* TO DO
Write every line of the material out exactly as shown.

## START STORED ROWS

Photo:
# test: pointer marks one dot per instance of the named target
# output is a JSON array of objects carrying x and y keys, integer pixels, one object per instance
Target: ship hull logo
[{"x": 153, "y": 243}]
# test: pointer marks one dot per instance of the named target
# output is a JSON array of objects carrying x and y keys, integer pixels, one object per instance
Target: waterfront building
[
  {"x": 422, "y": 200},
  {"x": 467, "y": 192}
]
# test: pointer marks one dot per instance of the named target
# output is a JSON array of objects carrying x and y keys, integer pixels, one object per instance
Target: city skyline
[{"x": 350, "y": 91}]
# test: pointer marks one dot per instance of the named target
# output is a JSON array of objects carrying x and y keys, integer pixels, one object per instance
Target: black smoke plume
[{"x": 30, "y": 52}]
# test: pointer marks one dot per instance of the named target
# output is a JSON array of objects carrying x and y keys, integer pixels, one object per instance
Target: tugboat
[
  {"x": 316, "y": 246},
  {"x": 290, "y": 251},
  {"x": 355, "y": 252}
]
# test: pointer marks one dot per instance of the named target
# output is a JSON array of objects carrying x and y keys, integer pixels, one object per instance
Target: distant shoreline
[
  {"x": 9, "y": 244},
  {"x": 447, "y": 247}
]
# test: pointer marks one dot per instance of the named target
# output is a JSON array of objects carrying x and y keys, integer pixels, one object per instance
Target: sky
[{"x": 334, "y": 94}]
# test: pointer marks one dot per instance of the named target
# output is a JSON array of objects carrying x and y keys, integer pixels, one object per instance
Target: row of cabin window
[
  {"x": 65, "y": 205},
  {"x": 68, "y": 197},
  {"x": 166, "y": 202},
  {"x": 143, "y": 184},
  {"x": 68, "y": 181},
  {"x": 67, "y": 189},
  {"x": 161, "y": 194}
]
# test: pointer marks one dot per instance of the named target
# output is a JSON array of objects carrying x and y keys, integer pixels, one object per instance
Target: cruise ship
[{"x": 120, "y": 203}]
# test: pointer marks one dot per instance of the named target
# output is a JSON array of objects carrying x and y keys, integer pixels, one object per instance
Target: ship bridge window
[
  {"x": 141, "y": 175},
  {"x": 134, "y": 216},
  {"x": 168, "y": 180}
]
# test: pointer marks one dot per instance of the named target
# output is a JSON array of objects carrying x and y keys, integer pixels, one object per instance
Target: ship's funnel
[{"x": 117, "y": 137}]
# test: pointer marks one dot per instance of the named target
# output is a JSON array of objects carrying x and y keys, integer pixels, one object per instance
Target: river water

## END STORED ROWS

* RESPONSE FOR THIS EXERCISE
Photo:
# test: pointer marks one dot per instance of the named target
# output is a JSON array of objects carrying x and y keys, integer pixels, one object per instance
Target: ship hull logo
[{"x": 153, "y": 243}]
# test: pointer marks one dot per instance of the named target
# output is a JSON array of objects carrying x and y keys, integer pixels, one object per instance
Target: waterfront building
[
  {"x": 422, "y": 200},
  {"x": 467, "y": 192}
]
# test: pointer marks one dot per instance of the named target
# output is a JSON array of objects carrying x and y keys, integer pixels, one object per instance
Target: city skyline
[{"x": 350, "y": 91}]
# test: pointer marks one dot per instance of the named target
# output is a JSON array of objects carrying x and y keys, integer pixels, one object per instance
Target: black smoke plume
[{"x": 30, "y": 52}]
# test: pointer marks one dot per instance of the named target
# output is a JSON array of objects carrying x and y keys, integer pixels, one object per instance
Target: tugboat
[
  {"x": 316, "y": 246},
  {"x": 290, "y": 251},
  {"x": 355, "y": 252}
]
# test: pointer marks one dot per instance of the named target
# output is a JSON array of objects carrying x and y keys, integer pixels, one object per instance
Target: distant shoreline
[
  {"x": 9, "y": 244},
  {"x": 447, "y": 247}
]
# test: pointer marks one dot per instance of the named target
# output is a JSON array of objects carrying x and y keys, integer pixels, one object per instance
Target: sky
[{"x": 334, "y": 94}]
# test: pointer marks one dot per instance of the named target
# output is a JSON array of objects carrying x and y keys, integer pixels, one object per instance
Target: row of cabin window
[
  {"x": 65, "y": 205},
  {"x": 68, "y": 197},
  {"x": 166, "y": 202},
  {"x": 143, "y": 184},
  {"x": 68, "y": 181},
  {"x": 67, "y": 189},
  {"x": 161, "y": 194}
]
# test: pointer marks one dot per instance of the named target
# output is a JSON array of objects carrying x and y keys, integer pixels, one object per instance
Target: cruise ship
[{"x": 120, "y": 203}]
# test: pointer marks one dot per instance of the named target
# output is a JSON array of objects carrying x and y keys, integer pixels, one object per instance
Target: ship bridge window
[
  {"x": 141, "y": 175},
  {"x": 134, "y": 216},
  {"x": 168, "y": 180}
]
# test: pointer marks one dot per instance of the named target
# output is a JSON array of objects carrying x and y keys, integer pixels, one object per instance
Target: ship's funnel
[{"x": 117, "y": 137}]
# test: pointer marks one dot per instance of the named target
# output is a JSON array of objects carrying x and y keys, integer pixels, one object per instance
Target: river water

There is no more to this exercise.